=== Records for this exercise ===
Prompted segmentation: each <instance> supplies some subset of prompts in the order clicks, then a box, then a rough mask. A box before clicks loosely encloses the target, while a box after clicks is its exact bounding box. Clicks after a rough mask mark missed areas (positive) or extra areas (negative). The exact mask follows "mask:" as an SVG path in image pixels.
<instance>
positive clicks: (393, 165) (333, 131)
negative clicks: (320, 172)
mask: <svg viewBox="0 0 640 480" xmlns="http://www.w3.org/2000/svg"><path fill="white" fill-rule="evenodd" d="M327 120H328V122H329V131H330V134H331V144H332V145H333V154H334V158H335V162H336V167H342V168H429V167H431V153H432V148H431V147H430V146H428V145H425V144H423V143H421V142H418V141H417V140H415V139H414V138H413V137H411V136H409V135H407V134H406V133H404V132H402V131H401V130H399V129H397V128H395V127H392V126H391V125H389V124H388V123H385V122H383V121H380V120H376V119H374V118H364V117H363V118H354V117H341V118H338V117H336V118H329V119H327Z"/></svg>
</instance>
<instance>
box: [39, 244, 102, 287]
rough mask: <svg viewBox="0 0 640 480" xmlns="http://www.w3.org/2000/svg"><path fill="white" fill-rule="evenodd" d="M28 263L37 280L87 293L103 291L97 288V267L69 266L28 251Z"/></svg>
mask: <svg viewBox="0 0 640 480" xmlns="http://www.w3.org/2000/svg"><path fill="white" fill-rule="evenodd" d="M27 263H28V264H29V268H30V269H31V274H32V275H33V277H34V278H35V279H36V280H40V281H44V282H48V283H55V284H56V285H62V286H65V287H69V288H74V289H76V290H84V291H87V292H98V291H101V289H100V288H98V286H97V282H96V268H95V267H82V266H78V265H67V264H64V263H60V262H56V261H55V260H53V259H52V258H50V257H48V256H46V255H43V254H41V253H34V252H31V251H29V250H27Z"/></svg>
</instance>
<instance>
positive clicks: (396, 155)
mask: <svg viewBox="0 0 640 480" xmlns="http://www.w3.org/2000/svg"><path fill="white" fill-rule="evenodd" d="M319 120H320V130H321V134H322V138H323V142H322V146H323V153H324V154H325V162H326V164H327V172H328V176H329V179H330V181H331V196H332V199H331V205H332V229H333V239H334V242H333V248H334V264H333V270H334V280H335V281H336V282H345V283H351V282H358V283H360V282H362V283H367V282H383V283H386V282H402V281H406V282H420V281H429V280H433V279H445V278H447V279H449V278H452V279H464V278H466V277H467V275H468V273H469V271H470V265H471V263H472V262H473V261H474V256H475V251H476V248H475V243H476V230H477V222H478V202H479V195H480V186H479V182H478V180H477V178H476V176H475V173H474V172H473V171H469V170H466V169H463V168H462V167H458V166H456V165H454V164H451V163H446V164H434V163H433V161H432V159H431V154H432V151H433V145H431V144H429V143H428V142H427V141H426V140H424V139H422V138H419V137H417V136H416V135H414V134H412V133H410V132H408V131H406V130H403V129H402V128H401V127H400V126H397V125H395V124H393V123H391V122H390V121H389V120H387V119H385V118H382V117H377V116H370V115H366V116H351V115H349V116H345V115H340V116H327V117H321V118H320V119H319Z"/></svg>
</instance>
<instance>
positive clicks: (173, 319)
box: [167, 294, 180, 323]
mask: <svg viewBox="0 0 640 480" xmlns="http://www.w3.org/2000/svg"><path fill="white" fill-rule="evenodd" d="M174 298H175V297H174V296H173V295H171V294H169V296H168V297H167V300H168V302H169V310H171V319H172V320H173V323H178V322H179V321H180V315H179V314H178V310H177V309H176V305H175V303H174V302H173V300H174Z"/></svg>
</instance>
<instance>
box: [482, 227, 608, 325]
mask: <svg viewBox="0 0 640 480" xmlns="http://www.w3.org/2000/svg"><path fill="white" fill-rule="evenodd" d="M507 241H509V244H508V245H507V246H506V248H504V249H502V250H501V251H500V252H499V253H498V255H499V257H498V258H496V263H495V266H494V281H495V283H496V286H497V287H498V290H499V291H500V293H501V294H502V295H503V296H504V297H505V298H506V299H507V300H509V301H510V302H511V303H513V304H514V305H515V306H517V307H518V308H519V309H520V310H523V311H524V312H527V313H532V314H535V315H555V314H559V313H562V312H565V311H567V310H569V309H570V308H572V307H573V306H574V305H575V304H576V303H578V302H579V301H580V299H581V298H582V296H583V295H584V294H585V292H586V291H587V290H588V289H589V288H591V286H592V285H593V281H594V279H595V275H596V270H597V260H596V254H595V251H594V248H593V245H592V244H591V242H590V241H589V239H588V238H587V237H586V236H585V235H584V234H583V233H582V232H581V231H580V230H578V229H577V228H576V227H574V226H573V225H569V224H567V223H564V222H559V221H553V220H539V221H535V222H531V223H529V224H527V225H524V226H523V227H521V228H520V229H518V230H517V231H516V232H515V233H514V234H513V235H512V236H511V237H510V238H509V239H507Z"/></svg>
===
▶ [Task description] Keeping every word and mark as it is, print the entries above.

▶ [Task output]
Prompted segmentation: each <instance> supplies some subset of prompts in the order clicks, then a box, then a rough mask. A box before clicks loosely encloses the target, while a box after clicks is its exact bounding box. Clicks after a rough mask mark missed areas (positive) or extra areas (negative). The exact mask follows "mask:" as an SVG path in image pixels.
<instance>
positive clicks: (393, 165) (333, 131)
negative clicks: (320, 172)
mask: <svg viewBox="0 0 640 480" xmlns="http://www.w3.org/2000/svg"><path fill="white" fill-rule="evenodd" d="M327 120H328V122H329V131H330V134H331V144H332V145H333V154H334V158H335V162H336V167H342V168H429V167H431V153H432V148H431V147H430V146H428V145H425V144H423V143H421V142H418V141H417V140H415V139H414V138H413V137H411V136H409V135H407V134H406V133H404V132H402V131H401V130H399V129H397V128H395V127H392V126H391V125H389V124H388V123H385V122H383V121H380V120H376V119H374V118H364V117H363V118H354V117H341V118H338V117H336V118H329V119H327Z"/></svg>
</instance>
<instance>
box: [39, 244, 102, 287]
rough mask: <svg viewBox="0 0 640 480" xmlns="http://www.w3.org/2000/svg"><path fill="white" fill-rule="evenodd" d="M28 263L37 280L87 293L103 291L97 288V267L69 266L28 251Z"/></svg>
mask: <svg viewBox="0 0 640 480" xmlns="http://www.w3.org/2000/svg"><path fill="white" fill-rule="evenodd" d="M27 263H28V264H29V268H30V269H31V274H32V275H33V277H34V278H35V279H36V280H40V281H44V282H48V283H55V284H56V285H62V286H65V287H69V288H74V289H76V290H84V291H87V292H98V291H101V289H100V288H98V286H97V282H96V268H95V267H82V266H78V265H67V264H64V263H60V262H56V261H55V260H53V259H52V258H50V257H48V256H46V255H43V254H41V253H34V252H31V251H29V250H27Z"/></svg>
</instance>
<instance>
positive clicks: (396, 155)
mask: <svg viewBox="0 0 640 480" xmlns="http://www.w3.org/2000/svg"><path fill="white" fill-rule="evenodd" d="M319 120H320V130H321V134H322V138H323V142H322V146H323V153H324V154H325V162H326V164H327V172H328V176H329V179H330V181H331V196H332V199H331V205H332V229H333V239H334V242H333V248H334V264H333V270H334V280H335V281H336V282H345V283H351V282H358V283H360V282H362V283H367V282H383V283H386V282H402V281H406V282H420V281H429V280H433V279H445V278H447V279H449V278H452V279H464V278H466V277H467V275H468V273H469V271H470V265H471V263H472V262H473V261H474V256H475V251H476V248H475V243H476V230H477V222H478V202H479V195H480V186H479V182H478V180H477V178H476V176H475V173H474V172H473V171H469V170H466V169H463V168H462V167H458V166H456V165H454V164H451V163H446V164H434V163H433V161H432V159H431V154H432V151H433V145H431V144H429V143H428V142H427V141H426V140H424V139H422V138H419V137H417V136H416V135H414V134H412V133H410V132H408V131H406V130H403V129H402V128H401V127H400V126H397V125H395V124H393V123H391V122H390V121H389V120H387V119H385V118H382V117H377V116H370V115H366V116H351V115H349V116H345V115H340V116H327V117H321V118H320V119H319Z"/></svg>
</instance>
<instance>
positive clicks: (173, 319)
box: [167, 294, 180, 323]
mask: <svg viewBox="0 0 640 480" xmlns="http://www.w3.org/2000/svg"><path fill="white" fill-rule="evenodd" d="M174 298H175V297H174V296H173V295H171V294H169V296H168V297H167V300H168V302H169V310H171V319H172V320H173V323H178V322H179V321H180V315H179V314H178V310H177V309H176V305H175V303H174V302H173V300H174Z"/></svg>
</instance>
<instance>
box: [482, 227, 608, 325]
mask: <svg viewBox="0 0 640 480" xmlns="http://www.w3.org/2000/svg"><path fill="white" fill-rule="evenodd" d="M507 241H509V244H508V245H507V246H506V248H504V249H502V250H501V251H500V252H499V253H498V255H499V257H498V258H496V263H495V266H494V281H495V283H496V286H497V287H498V290H499V291H500V293H501V294H502V295H503V296H504V297H505V298H506V299H507V300H509V301H510V302H511V303H513V304H514V305H515V306H517V307H518V308H519V309H520V310H523V311H524V312H527V313H532V314H535V315H555V314H559V313H562V312H565V311H567V310H569V309H570V308H572V307H573V306H574V305H575V304H576V303H578V302H579V301H580V299H581V298H582V296H583V295H584V294H585V292H586V291H587V290H588V289H589V288H591V286H592V285H593V281H594V279H595V275H596V270H597V260H596V254H595V251H594V248H593V245H592V244H591V242H590V241H589V239H588V238H587V237H586V236H585V235H584V234H583V233H582V232H581V231H580V230H578V229H577V228H576V227H574V226H573V225H569V224H567V223H564V222H559V221H553V220H539V221H535V222H531V223H529V224H527V225H524V226H523V227H521V228H520V229H518V230H517V231H516V232H515V233H514V234H513V235H512V236H511V237H510V238H509V239H507Z"/></svg>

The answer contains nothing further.